* **WHAT NEEDS TO BE DONE**:
Every entry needs to appear again exactly as written below.

"""

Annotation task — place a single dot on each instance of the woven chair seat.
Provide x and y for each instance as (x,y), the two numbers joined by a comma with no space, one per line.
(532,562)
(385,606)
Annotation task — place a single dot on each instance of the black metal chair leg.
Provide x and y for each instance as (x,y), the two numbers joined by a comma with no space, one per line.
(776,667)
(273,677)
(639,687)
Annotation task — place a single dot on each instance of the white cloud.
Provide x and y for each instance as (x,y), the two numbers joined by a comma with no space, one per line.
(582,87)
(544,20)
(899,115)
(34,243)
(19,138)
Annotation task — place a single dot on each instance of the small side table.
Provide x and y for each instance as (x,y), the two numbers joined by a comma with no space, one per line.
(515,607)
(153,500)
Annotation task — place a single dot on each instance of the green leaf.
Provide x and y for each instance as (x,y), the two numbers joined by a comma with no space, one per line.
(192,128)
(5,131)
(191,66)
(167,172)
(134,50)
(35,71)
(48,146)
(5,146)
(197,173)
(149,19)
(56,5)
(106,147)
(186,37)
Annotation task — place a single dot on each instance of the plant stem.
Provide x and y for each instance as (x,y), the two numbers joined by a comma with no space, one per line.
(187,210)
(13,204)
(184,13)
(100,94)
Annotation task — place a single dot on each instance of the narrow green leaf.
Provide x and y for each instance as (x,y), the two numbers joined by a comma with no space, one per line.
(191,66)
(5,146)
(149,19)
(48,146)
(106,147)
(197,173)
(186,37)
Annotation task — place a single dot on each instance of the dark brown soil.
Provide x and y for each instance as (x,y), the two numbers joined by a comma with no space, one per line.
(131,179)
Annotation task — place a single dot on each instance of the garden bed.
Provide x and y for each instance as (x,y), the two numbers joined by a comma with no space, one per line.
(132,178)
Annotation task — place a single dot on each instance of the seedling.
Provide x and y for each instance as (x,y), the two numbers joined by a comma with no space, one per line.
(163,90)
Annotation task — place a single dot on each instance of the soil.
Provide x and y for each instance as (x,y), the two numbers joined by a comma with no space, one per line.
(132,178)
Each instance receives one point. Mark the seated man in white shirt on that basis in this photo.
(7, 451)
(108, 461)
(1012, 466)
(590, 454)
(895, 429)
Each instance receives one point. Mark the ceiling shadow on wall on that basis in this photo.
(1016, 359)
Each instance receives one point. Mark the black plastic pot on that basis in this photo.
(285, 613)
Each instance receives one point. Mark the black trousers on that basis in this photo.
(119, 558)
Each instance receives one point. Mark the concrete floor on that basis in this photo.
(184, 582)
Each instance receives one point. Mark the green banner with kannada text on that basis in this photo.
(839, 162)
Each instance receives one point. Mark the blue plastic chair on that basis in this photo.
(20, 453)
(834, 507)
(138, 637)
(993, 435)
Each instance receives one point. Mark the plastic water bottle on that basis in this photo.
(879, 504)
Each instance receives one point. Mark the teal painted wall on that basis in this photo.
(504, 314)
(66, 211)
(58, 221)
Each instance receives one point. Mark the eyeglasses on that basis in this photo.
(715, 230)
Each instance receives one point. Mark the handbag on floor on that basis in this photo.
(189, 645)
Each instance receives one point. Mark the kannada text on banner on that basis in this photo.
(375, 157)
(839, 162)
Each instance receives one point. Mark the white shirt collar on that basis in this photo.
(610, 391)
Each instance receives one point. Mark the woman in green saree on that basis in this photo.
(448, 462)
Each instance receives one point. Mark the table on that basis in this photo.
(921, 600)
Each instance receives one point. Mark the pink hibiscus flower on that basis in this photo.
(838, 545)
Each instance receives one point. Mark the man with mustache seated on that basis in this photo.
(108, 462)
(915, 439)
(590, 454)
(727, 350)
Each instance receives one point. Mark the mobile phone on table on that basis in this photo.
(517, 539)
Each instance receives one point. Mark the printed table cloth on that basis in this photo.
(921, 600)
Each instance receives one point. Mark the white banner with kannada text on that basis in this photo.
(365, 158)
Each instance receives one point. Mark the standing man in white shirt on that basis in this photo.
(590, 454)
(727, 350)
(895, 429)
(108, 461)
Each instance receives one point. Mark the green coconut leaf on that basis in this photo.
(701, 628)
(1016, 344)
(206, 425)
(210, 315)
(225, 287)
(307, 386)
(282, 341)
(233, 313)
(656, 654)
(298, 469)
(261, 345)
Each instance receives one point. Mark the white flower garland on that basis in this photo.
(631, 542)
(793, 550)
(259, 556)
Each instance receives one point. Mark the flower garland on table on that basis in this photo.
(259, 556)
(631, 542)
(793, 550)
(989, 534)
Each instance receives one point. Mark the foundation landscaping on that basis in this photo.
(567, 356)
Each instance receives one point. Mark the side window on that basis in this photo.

"""

* **RESPONSE BELOW**:
Annotation task — place a single dot on each instance of the woven chair seat.
Provide x and y for each instance as (x,y), the two numbers joined by a comma with no space, one per line.
(532,562)
(385,606)
Annotation task — place a single dot on each instance of the black metal chair leg.
Provide x and y for each instance as (x,y), the two numbers joined by a comma with no space, one per line.
(776,667)
(273,677)
(639,687)
Annotation task — place a single dot on each instance of the white cloud.
Provide x and y for each instance as (x,y), the two numbers joined by a comma with no space, one per line.
(582,87)
(544,20)
(899,115)
(34,243)
(19,138)
Annotation task — place a single dot on each instance of the small side table.
Provide x and y for each instance as (x,y), the two numbers joined by a comma with no space, one per line.
(515,607)
(153,500)
Annotation task — place a single dot on each instance of the green leaf.
Provide x and y for each instance as (x,y), the two numbers joined by a comma with no space, one per line.
(192,128)
(5,131)
(191,66)
(167,172)
(134,50)
(35,71)
(48,146)
(5,146)
(197,173)
(149,19)
(56,5)
(106,147)
(186,37)
Annotation task — place a single dot on each instance of the plant stem.
Provide x and y for each instance as (x,y), the two numbers joined by a comma with no space, one per line.
(187,210)
(13,204)
(184,13)
(100,94)
Annotation task — place a single dot on each instance of the narrow green leaf.
Provide x and y for each instance as (x,y), the two numbers joined by a comma with no space, one per line.
(191,66)
(5,146)
(149,19)
(48,146)
(106,147)
(197,173)
(186,37)
Annotation task — place a single dot on each instance of the dark brown soil.
Provide x and y for each instance as (x,y), the two numbers joined by a comma with no space, one per line.
(131,179)
Annotation task — place a single dot on each instance of the garden bed.
Provide x and y for each instance as (x,y), the two numbers joined by a comma with no space, one per line.
(132,178)
Annotation task — place a single dot on each instance of the seedling.
Provide x and y for each instance as (x,y), the two numbers joined by a comma with no space, one per line.
(163,90)
Annotation task — place a single dot on each instance of the soil.
Provide x and y for each instance as (x,y), the two numbers joined by a comma with no space, one per line.
(132,178)
Each instance receives one point. Mark the seated man in white shirt on that basis in this photo.
(7, 451)
(108, 461)
(1012, 466)
(590, 454)
(895, 429)
Each instance receives one point. Mark the ceiling shadow on wall on that basis in this photo.
(1016, 359)
Each instance receives one point. Mark the black plastic pot on that basis in this photo.
(285, 613)
Each instance receives one point. Mark the black trousers on that basis in this photo.
(119, 558)
Each instance receives one point. Mark the concrete floor on that basis in this photo.
(184, 582)
Each instance receives one point. Mark the green banner with kannada text on that basis in this photo.
(839, 162)
Each instance receives one point. Mark the blue plastic chair on that basis in this photo.
(20, 453)
(834, 507)
(138, 637)
(993, 435)
Each instance receives one point. Mark the plastic water bottle on that basis in this photo.
(879, 504)
Each instance receives one point. Mark the teal painted wall on that basis in this photo.
(504, 314)
(66, 211)
(58, 221)
Each instance receives one point. Mark the eyeglasses on that basis in this photo.
(715, 230)
Each instance receives one point. Mark the handbag on floor on that basis in this photo.
(189, 645)
Each instance receives one point. Mark the kannada text on banner on that basis in this photo.
(375, 157)
(839, 162)
Each instance receives one point. Mark the white shirt collar on that basis in this photo.
(610, 391)
Each instance receives one point. Mark the woman in green saree on that basis in this photo.
(448, 462)
Each instance receives one point. Mark the table on that basis in this photo.
(921, 600)
Each instance receives one point. Mark the pink hibiscus flower on that basis in this photo.
(838, 545)
Each instance receives one point. Mark the man with mustache seated on that basis in this photo.
(108, 462)
(915, 439)
(590, 454)
(727, 350)
Each instance receives one point. Mark the mobile phone on table on that basis in this photo.
(517, 539)
Each instance receives one point. Mark the printed table cloth on that basis in this photo.
(921, 600)
Each instance receives one point. Mark the white banner with kannada text on that basis in this photo.
(365, 158)
Each instance receives one point. Mark the standing man in white shirt on that basis in this photo.
(590, 454)
(727, 350)
(895, 429)
(108, 461)
Each instance receives one point. Mark the green coconut leaf on that basis in this photo.
(701, 628)
(1016, 344)
(206, 425)
(210, 315)
(225, 287)
(307, 386)
(282, 341)
(233, 313)
(656, 654)
(298, 469)
(261, 345)
Each instance receives one point. Mark the white flower garland on that basis in this photo.
(631, 542)
(793, 550)
(259, 556)
Each instance receives one point. Mark the flower garland on table on that basis in this photo.
(259, 556)
(631, 542)
(793, 550)
(989, 534)
Each instance receives one point. Mark the foundation landscaping on that basis in this photo.
(567, 356)
Each instance receives one point. Mark the side window on that basis in this photo.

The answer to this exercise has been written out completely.